+++ Given information

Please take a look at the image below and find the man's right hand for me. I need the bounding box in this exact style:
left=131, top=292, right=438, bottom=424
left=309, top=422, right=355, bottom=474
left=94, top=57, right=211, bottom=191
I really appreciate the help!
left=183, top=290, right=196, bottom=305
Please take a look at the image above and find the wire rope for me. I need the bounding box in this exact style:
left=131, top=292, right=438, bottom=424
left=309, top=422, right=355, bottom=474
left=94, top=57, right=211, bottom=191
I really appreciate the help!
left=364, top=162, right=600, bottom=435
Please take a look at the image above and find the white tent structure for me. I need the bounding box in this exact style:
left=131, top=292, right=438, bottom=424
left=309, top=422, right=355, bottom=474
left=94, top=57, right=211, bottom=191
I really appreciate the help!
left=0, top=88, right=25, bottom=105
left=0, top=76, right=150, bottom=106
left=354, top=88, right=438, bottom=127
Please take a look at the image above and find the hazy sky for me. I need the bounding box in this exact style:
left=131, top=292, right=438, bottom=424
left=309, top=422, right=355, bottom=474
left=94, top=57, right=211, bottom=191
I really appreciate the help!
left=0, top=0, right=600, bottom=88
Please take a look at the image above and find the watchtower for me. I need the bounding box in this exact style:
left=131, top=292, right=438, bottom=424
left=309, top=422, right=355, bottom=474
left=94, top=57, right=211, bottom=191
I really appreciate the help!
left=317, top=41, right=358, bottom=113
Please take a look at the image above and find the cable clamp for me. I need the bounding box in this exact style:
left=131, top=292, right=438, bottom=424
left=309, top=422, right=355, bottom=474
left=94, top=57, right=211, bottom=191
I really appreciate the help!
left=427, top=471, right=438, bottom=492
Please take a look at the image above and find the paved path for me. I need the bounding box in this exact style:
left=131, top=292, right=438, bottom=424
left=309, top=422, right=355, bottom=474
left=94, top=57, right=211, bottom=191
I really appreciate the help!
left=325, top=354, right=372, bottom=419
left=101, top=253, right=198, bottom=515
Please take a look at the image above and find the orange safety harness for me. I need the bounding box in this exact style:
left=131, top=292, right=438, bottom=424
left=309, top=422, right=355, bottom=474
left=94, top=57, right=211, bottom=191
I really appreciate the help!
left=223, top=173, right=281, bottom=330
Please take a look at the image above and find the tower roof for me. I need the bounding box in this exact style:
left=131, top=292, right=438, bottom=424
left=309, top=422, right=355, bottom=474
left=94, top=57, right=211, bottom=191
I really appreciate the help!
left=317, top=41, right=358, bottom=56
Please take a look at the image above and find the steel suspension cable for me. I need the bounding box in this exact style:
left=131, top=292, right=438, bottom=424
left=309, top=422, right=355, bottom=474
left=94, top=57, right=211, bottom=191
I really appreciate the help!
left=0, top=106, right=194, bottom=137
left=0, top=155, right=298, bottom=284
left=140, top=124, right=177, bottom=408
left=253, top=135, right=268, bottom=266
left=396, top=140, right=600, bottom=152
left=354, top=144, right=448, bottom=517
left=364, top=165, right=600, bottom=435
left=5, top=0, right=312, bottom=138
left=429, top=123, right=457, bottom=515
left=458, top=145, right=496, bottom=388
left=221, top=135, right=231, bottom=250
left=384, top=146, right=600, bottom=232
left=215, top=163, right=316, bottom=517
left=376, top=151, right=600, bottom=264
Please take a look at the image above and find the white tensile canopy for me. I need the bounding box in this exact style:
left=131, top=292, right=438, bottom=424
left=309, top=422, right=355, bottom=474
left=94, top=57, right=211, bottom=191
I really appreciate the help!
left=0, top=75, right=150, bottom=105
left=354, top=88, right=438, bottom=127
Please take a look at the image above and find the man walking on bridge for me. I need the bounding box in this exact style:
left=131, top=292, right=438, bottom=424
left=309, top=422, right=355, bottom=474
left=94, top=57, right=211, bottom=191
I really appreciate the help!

++++++

• Stated exercise: Rewrite every line of the data above as a numbered list, omitting any blank lines.

• Answer to the problem:
1. Please take a look at the image below and find the man's right hand for me. I need the bounding box in this exact style:
2. left=131, top=292, right=438, bottom=424
3. left=309, top=422, right=355, bottom=474
4. left=94, top=57, right=211, bottom=191
5. I really appreciate the help!
6. left=183, top=290, right=196, bottom=305
7. Please take a look at the image above and find the wire rope for me. I need the bounding box in this exact style:
8. left=131, top=292, right=438, bottom=424
9. left=309, top=422, right=355, bottom=474
10. left=94, top=57, right=211, bottom=191
11. I really appreciate the help!
12. left=364, top=162, right=600, bottom=435
13. Please take a look at the image above and find the white tent structure for me. I need the bounding box in this exact style:
14. left=131, top=292, right=438, bottom=424
15. left=309, top=422, right=355, bottom=474
16. left=94, top=57, right=211, bottom=191
17. I really appreciate the help!
18. left=0, top=88, right=25, bottom=105
19. left=0, top=76, right=150, bottom=106
20. left=354, top=88, right=438, bottom=127
21. Please take a look at the image above and find the hazy sky for me. I need the bounding box in this exact style:
22. left=131, top=292, right=438, bottom=424
23. left=309, top=422, right=355, bottom=474
24. left=94, top=57, right=211, bottom=191
25. I really appreciate the help!
26. left=0, top=0, right=600, bottom=88
27. Please take a look at the image above and find the watchtower for me. I need the bounding box in this exact style:
28. left=131, top=292, right=438, bottom=424
29. left=309, top=422, right=355, bottom=474
30. left=94, top=57, right=211, bottom=191
31. I really appreciate the help!
32. left=317, top=41, right=358, bottom=113
33. Please take a look at the image above and find the cable clamp for me. I need the bounding box in this exact style:
34. left=131, top=292, right=438, bottom=424
35. left=309, top=422, right=355, bottom=474
36. left=94, top=57, right=211, bottom=191
37. I really appreciate the help!
38. left=427, top=471, right=438, bottom=492
39. Please take a look at the image above and find the paved path for me. I need the bounding box in this exact style:
40. left=131, top=292, right=438, bottom=424
41. left=309, top=422, right=355, bottom=474
42. left=94, top=57, right=211, bottom=191
43. I really appreciate the help!
44. left=325, top=354, right=372, bottom=419
45. left=101, top=253, right=198, bottom=515
46. Please take a look at the image above and find the orange safety harness for me. I need the bounding box in this exact style:
47. left=131, top=292, right=438, bottom=424
48. left=309, top=422, right=355, bottom=474
49. left=94, top=57, right=211, bottom=191
50. I really appreciate the help!
51. left=223, top=173, right=281, bottom=330
52. Please take a look at the image above and find the tower roof for me. I need the bounding box in this exact style:
53. left=131, top=292, right=438, bottom=424
54. left=309, top=422, right=355, bottom=474
55. left=94, top=57, right=211, bottom=191
56. I really appreciate the help!
57. left=317, top=41, right=358, bottom=56
58. Please take a look at the image above and find the steel suspension cable for me. I need the bounding box in this exact style:
59. left=131, top=292, right=438, bottom=424
60. left=309, top=422, right=355, bottom=474
61. left=94, top=57, right=211, bottom=191
62. I really appreciate the help!
63. left=0, top=106, right=194, bottom=137
64. left=0, top=155, right=298, bottom=284
65. left=140, top=124, right=177, bottom=408
66. left=253, top=135, right=268, bottom=266
67. left=396, top=140, right=600, bottom=152
68. left=354, top=144, right=448, bottom=517
69. left=364, top=165, right=600, bottom=435
70. left=5, top=0, right=312, bottom=138
71. left=429, top=123, right=457, bottom=515
72. left=458, top=145, right=496, bottom=388
73. left=221, top=135, right=231, bottom=250
74. left=384, top=146, right=600, bottom=232
75. left=215, top=163, right=316, bottom=517
76. left=376, top=151, right=600, bottom=264
77. Please take a look at the image above and find the white tensile canopy for me. I need the bounding box in this exact style:
78. left=131, top=292, right=438, bottom=424
79. left=309, top=422, right=355, bottom=474
80. left=94, top=57, right=211, bottom=191
81. I really appreciate the help!
82. left=0, top=75, right=150, bottom=105
83. left=354, top=88, right=438, bottom=127
84. Please take a look at the image above and find the man walking on bridge for me. I need the bounding box in this exact style:
85. left=131, top=292, right=438, bottom=424
86. left=309, top=422, right=355, bottom=474
87. left=94, top=57, right=211, bottom=191
88. I really appreciate the help!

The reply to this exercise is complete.